*** DATA FOR PROCESSING ***

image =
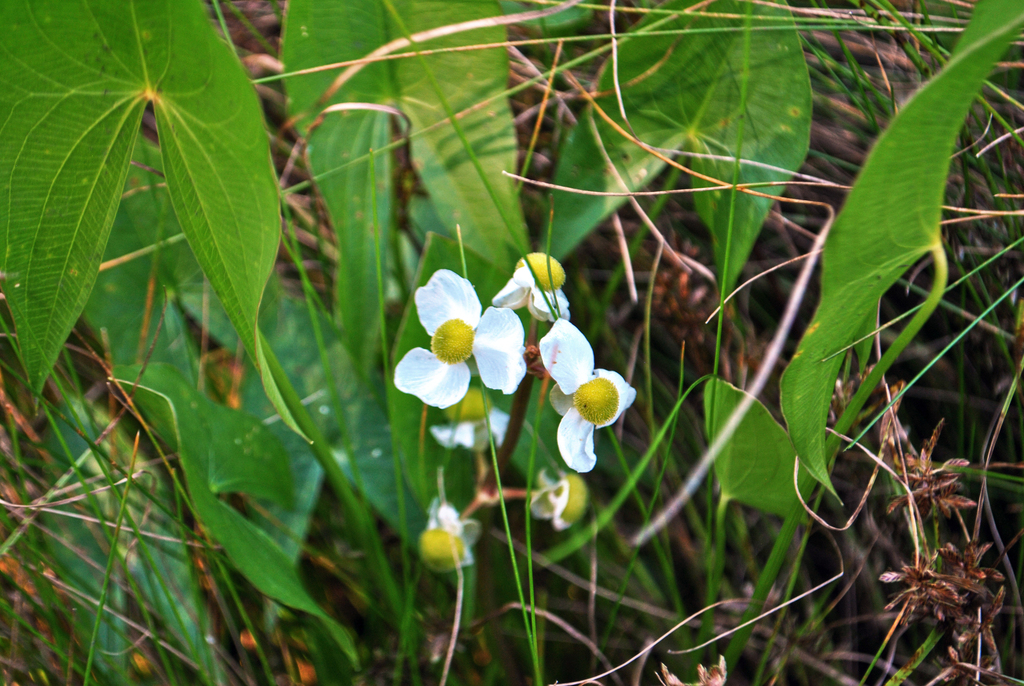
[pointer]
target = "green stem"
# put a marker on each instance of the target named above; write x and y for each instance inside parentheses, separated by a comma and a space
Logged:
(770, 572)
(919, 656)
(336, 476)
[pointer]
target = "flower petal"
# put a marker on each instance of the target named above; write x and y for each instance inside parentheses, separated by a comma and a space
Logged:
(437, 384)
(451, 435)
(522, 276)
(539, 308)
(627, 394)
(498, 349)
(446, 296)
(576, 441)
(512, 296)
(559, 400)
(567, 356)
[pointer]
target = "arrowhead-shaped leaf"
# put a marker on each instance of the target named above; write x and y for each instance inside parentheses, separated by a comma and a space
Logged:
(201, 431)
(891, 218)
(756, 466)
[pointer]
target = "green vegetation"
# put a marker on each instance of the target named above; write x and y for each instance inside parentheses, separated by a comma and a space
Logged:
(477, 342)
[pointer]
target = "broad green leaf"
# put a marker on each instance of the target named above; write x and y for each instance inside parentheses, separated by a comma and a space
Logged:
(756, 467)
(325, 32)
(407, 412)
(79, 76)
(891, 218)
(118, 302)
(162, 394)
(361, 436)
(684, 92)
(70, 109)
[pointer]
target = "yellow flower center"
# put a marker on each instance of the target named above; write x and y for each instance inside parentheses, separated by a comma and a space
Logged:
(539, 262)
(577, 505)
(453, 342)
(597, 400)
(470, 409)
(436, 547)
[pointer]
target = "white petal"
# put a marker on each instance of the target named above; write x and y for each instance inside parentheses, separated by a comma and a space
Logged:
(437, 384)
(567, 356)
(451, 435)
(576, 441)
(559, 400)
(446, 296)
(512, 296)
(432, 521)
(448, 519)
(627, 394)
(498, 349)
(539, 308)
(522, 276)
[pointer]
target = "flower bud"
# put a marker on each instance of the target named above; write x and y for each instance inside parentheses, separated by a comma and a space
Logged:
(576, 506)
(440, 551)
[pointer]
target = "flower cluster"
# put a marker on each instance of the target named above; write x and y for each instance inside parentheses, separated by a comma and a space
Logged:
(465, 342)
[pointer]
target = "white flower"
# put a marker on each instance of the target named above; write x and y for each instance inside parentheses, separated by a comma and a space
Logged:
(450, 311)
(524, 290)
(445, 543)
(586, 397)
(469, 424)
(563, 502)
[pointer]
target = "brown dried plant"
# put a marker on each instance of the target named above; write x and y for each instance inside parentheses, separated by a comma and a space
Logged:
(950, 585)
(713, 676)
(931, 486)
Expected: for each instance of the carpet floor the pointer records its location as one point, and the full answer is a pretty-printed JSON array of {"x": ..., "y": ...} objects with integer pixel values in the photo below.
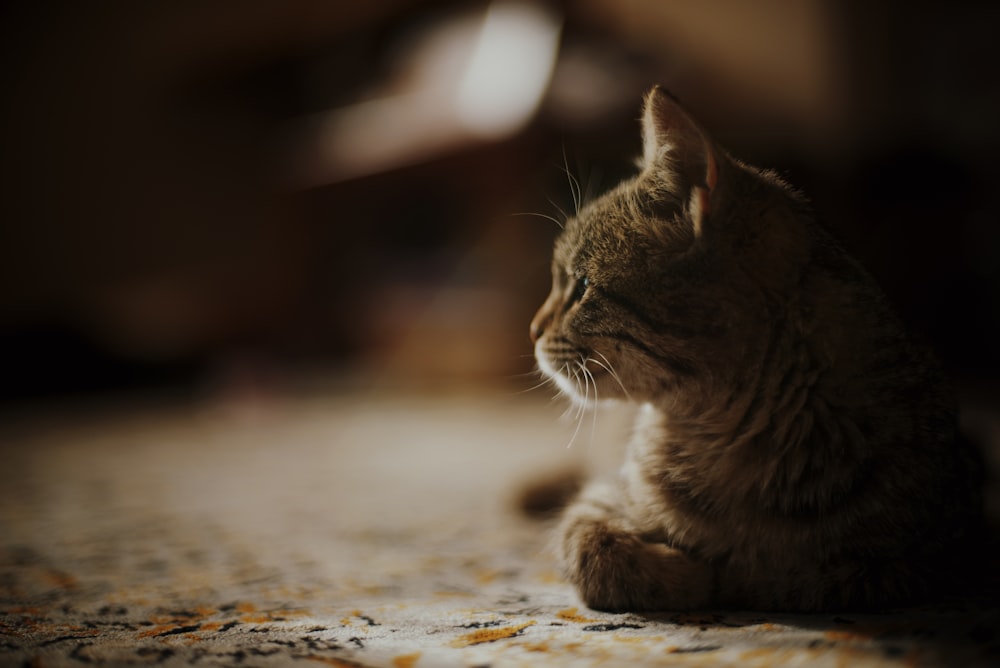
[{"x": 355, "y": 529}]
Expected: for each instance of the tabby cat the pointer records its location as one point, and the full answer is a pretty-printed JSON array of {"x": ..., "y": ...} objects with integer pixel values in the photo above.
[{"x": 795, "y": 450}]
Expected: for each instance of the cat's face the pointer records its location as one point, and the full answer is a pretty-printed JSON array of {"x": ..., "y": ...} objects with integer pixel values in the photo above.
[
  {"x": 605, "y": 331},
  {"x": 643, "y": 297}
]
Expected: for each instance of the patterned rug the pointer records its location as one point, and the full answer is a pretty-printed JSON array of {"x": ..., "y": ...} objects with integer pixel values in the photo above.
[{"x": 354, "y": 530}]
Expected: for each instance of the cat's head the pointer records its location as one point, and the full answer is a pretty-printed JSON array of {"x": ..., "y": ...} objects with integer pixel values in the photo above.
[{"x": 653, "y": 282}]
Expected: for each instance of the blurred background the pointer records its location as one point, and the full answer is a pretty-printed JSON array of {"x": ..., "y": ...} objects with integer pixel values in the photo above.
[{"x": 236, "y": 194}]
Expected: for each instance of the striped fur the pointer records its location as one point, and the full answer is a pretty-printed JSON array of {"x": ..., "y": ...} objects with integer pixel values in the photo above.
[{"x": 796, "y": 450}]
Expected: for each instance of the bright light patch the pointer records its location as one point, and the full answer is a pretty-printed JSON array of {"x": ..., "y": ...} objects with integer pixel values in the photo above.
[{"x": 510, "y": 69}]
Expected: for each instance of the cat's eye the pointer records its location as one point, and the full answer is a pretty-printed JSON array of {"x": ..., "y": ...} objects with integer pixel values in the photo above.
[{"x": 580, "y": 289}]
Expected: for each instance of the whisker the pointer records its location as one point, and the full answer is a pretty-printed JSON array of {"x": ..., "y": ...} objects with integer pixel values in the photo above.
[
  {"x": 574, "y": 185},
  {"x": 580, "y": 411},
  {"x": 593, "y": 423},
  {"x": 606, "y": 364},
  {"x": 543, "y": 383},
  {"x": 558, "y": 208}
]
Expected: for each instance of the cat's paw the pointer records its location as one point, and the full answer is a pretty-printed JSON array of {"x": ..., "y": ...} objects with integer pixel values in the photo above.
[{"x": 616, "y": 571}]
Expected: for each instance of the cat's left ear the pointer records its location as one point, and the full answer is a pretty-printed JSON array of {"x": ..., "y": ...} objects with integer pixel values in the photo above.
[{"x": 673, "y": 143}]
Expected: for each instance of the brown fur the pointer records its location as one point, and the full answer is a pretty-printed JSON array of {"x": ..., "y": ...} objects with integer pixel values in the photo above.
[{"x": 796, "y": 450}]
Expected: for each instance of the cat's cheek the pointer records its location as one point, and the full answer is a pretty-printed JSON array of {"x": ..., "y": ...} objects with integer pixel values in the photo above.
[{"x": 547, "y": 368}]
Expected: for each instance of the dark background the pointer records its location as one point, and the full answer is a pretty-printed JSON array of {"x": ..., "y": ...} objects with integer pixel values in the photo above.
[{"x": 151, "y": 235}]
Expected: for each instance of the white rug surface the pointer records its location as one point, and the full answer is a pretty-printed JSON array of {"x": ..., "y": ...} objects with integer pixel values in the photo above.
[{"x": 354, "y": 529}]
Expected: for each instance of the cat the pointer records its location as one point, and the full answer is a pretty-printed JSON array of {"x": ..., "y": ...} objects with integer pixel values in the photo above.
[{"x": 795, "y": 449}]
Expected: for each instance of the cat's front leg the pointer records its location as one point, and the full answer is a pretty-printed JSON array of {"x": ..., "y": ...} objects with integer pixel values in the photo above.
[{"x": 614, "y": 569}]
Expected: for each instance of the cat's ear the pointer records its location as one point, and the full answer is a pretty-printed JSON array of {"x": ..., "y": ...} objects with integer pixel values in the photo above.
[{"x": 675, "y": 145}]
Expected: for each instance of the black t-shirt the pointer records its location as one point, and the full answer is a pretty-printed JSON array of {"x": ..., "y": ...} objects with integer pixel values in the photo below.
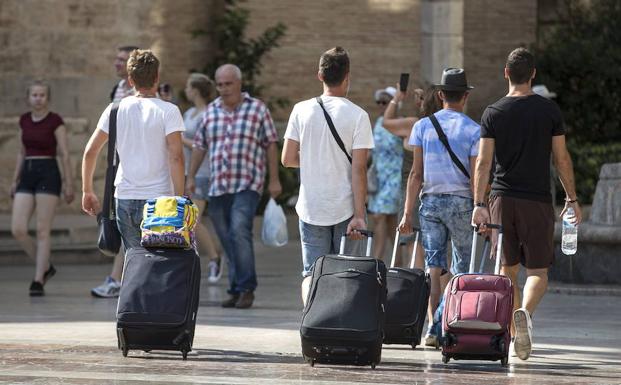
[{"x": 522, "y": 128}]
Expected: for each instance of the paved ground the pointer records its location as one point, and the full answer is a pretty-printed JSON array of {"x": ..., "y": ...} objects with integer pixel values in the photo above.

***

== PROBLEM TO WORK ON ==
Extract all the entries word for word; omit any pictures.

== TASK RESULT ==
image =
[pointer]
target = "green stem"
# put a marker on each instance of the target named above; write x and y for each instance inside parentheses, separated by a comma and a space
Logged:
(770, 572)
(919, 656)
(336, 476)
[pointer]
target = "flower petal"
# put a marker on each instance of the target named above; write x and y for each instance inside parentheses, separated by a comma and a space
Logged:
(437, 384)
(451, 435)
(522, 276)
(539, 308)
(627, 394)
(498, 349)
(446, 296)
(576, 441)
(512, 296)
(559, 400)
(567, 356)
[pointer]
target = "arrowhead-shaped leaf"
# put a marker on each instance of the target named above; write x and y for each instance inside parentheses, separated by a comma and a space
Logged:
(201, 431)
(891, 218)
(756, 466)
[pointer]
target = "green vegetation"
# put a marker on each instance of the target named above; write x and y for each instance inside parentheses, separated by a comma and a space
Logged:
(477, 342)
[pointer]
target = "broad green leaf"
# put a marker on each instance of the target named above; write x and y for each instance inside parentheses, separated by a comma and a space
Logged:
(756, 467)
(325, 32)
(407, 412)
(79, 76)
(891, 218)
(118, 302)
(162, 394)
(361, 436)
(684, 92)
(70, 109)
[pointer]
target = "yellow flower center"
# put a marker on each instance of the target named above; write x and y for each instance inside parentheses, separated by a comma and a space
Logged:
(539, 262)
(577, 505)
(453, 342)
(597, 400)
(470, 409)
(436, 547)
[pointer]
target = "white petal"
# put a marker on each instance of the target named above; write x and y for each instance inside parentheses, separated by a comma and a space
Logged:
(437, 384)
(567, 356)
(451, 435)
(576, 441)
(559, 400)
(446, 296)
(512, 296)
(432, 521)
(448, 519)
(627, 394)
(498, 349)
(539, 308)
(522, 276)
[pointer]
target = "flower bud"
# put a marker on each instance of the target named above; write x and y for each instance inside parentheses, separated by a comma and a space
Logged:
(576, 506)
(440, 551)
[pointer]
target = "flower cluster"
# put a marker on each instance of the target named above; write x and y for each instance inside parentheses, separated by a comma and a space
Logged:
(465, 342)
[pointer]
target = "white flower"
# put a marker on each instance of the target named above; write x and y for each instance inside parentheses, separated by a comma and a space
Logged:
(450, 311)
(524, 290)
(445, 543)
(586, 397)
(469, 424)
(563, 502)
[pointer]
target = "brown dried plant"
# put a marker on each instance of the target named above; write x and y for each instance inside parentheses, separated by a comma and a space
Logged:
(950, 585)
(713, 676)
(931, 486)
Expected: for each instance of the carpet floor the pointer records its location as one point, and the full answer is a pretty-printed JSON array of {"x": ..., "y": ...} objects with integer pixel values in the photo below.
[{"x": 355, "y": 529}]
Expected: for each instance of the tabby cat the pointer records its location as one point, and the full answer is a pretty-printed JSON array of {"x": ..., "y": ...} objects with integer pixel values in the photo above.
[{"x": 795, "y": 450}]
Expected: for each instance of the cat's face the pointer records its location as one point, and the full answer is a pretty-printed JSON array of {"x": ..., "y": ...} objects with integer pixel values in the photo above.
[
  {"x": 605, "y": 331},
  {"x": 643, "y": 297}
]
Expected: for each instance of the patterned rug the pointer records its location as one point, and the full answer is a pretty-printed JSON array of {"x": ..., "y": ...} objects with integer pixel values in the photo above.
[{"x": 354, "y": 530}]
Expected: for each instance of the cat's head the pointer records its location as one point, and the full answer is a pretty-printed JSON array of {"x": ..., "y": ...} objects with integer pixel values in the photo above.
[{"x": 653, "y": 282}]
Expected: for each instance of the blurred background the pointer records its location as one point, and the full answer is a pretty-printed JSON array of {"x": ..., "y": ...} objects with integer pixel values in the photo above.
[{"x": 236, "y": 194}]
Expected: for each instance of the striped fur the pointer records its location as one point, and the full answer is a pretty-printed JSON array of {"x": ..., "y": ...} objects with integer pixel values in the photo above.
[{"x": 796, "y": 450}]
Expected: for each instance of the bright light patch the pointer records its location as one point, and the full answer is a pretty-printed JSON array of {"x": ..., "y": ...} objects with integer pixel values in the photo above.
[{"x": 510, "y": 69}]
Expected: for each instance of the cat's eye the pointer records its location as one point, and the full answer is a pretty-printed JSON array of {"x": ..., "y": ...} objects with integer pixel values in the photo above.
[{"x": 580, "y": 289}]
Expected: for each instance of the whisker the pointer records its location as one point, and the full answer is a pretty-printed JSON array of {"x": ..., "y": ...} objects with integer pixel values in the photo above.
[
  {"x": 574, "y": 185},
  {"x": 580, "y": 411},
  {"x": 593, "y": 423},
  {"x": 606, "y": 364},
  {"x": 543, "y": 383},
  {"x": 558, "y": 208}
]
Expected: for each instance of the cat's paw the pointer records its location as one point, and the full answer is a pretty-printed JSON array of {"x": ..., "y": ...} objects with integer pixel values in the photo above.
[{"x": 616, "y": 571}]
Expected: for each instance of the cat's left ear the pointer records its location as one point, and the full answer is a pretty-printed JSON array of {"x": ..., "y": ...} objects with integer pixel values in the photo above.
[{"x": 673, "y": 143}]
Expected: for each instance of the brown fur the pointer records its location as one point, and the full answer is a pretty-printed JSON array of {"x": ..., "y": ...} objects with integer pixel values in the photo above.
[{"x": 796, "y": 450}]
Expected: for each instance of the cat's cheek the pointer records its location as one point, and the full answer is a pretty-printed JSON array of {"x": ..., "y": ...} objects with integer pixel values in the photo above.
[{"x": 547, "y": 368}]
Expected: for each instance of the dark background the pointer records its location as one point, and the full answer is a pretty-printed JSON array of {"x": ..., "y": ...} objects with integer pixel values in the photo above.
[{"x": 151, "y": 235}]
Expected: for each instance of the white rug surface the pointer records its location as one point, and the full answer is a pretty-printed JSON array of {"x": ..., "y": ...} objects with integer pixel values in the photo above.
[{"x": 354, "y": 529}]
Expected: for each instance of the cat the pointer records its location as one point, and the full answer is a pretty-printed JSON array of {"x": ..., "y": ...} objects with integer pixel values in the photo above.
[{"x": 795, "y": 449}]
Expected: for each instance of the cat's front leg the pointer records its location as one point, and the full answer is a pretty-printed JSON array of {"x": ..., "y": ...} objects with integer pixel values in the photo above.
[{"x": 614, "y": 569}]
Expected: for each instance of the cat's ear the pointer records its location as one point, and the full answer is a pretty-printed JSON array of {"x": ..., "y": ...} objects with integer pixel values in the photo above.
[{"x": 675, "y": 145}]
Expected: for each instance of the black t-shirt the pointer records its location as one point, and the full answer is a pretty-printed JSON array of {"x": ..., "y": ...} objects with integer pixel values in the photo below.
[{"x": 522, "y": 128}]
Expected: for each instance of the paved ground the pointer records its location as one point, and the full answer is a pretty-printed JSON array of {"x": ..., "y": ...} objects with integer pixel values in the photo above.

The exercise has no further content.